7月号
Maestro YUTAKA SADOと兵庫芸術文化センター管弦楽団
佐渡裕さんが芸術監督を務める兵庫県立芸術文化センター(以下、芸文センター)には、専属の管弦楽団があります。通称PAC。オーケストラの普及活動も担い、全国各地で演奏をしています。メンバーは世界各地のオーディションで選ばれた若手奏者たち。アカデミーとしての顔をもち、在籍期間はプロフェッショナルとして技術をより高め、最長3年で各々が次の舞台へ旅立ちます。今回は佐渡さんとPACの「わくわくonlineオーケストラ教室」YouTube配信について、お話しを伺いました。
プロジェクトを起ち上げた経緯を教えてください。
コロナ禍、僕が心を痛めていたのは、学校で音楽の授業をするのが難しくなった、ということでした。みんなで歌を歌うこと、リコーダーを吹くことも難しくなりました。
そこでPACと一緒に、学校の先生を助けることができないか、と考えたのが始まりです。僕たちが作る動画を使って音楽の授業をしてほしい、と。そこで、数年前に芸文センターで行った定期演奏会の映像を元に、様々な解説、楽器紹介、それからオーケストラを分解して、詳しい曲の意味なども盛り込んで、なるべく皆さんにオーケストラの醍醐味を感じてもらおうと思いました。
2006年から中学1年生を芸文センターに招き「わくわくオーケストラ教室」を開催しておられますね。今回はそのYouTube版?
ちょっと違うんです。僕たちにとってもっと多くの意味を持つプロジェクトになりました。
芸文センターには、管弦楽団の他にもスタッフがいます。照明、音響、大道具。普段は舞台裏を支えてくれている人たちです。公演がキャンセルになり、彼等は本業ができなくなりました。これは何とかしなければいけない、と各セクションから人が集まって話し合いました。
=====
課題:
次の1.～3.の記述が抜粋の内容と一致するかどうかを「はい」か「いいえ」で答え、それぞれ判断の決め手となる抜粋中の語句をそのまま引用してください。
1. PACのメンバーの在籍期間は最長3年である。
2. 佐渡さんは、今回の配信を「わくわくオーケストラ教室」のYouTube版だと認めている。
3. 動画は、新たに収録した演奏ではなく、以前の定期演奏会の映像を元に作られた。

提供資料:
=====
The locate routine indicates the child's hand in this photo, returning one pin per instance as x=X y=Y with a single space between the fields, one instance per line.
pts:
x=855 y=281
=====
解答:
1. はい。「最長3年で各々が次の舞台へ旅立ちます」
2. いいえ。「ちょっと違うんです。」
3. はい。「数年前に芸文センターで行った定期演奏会の映像を元に」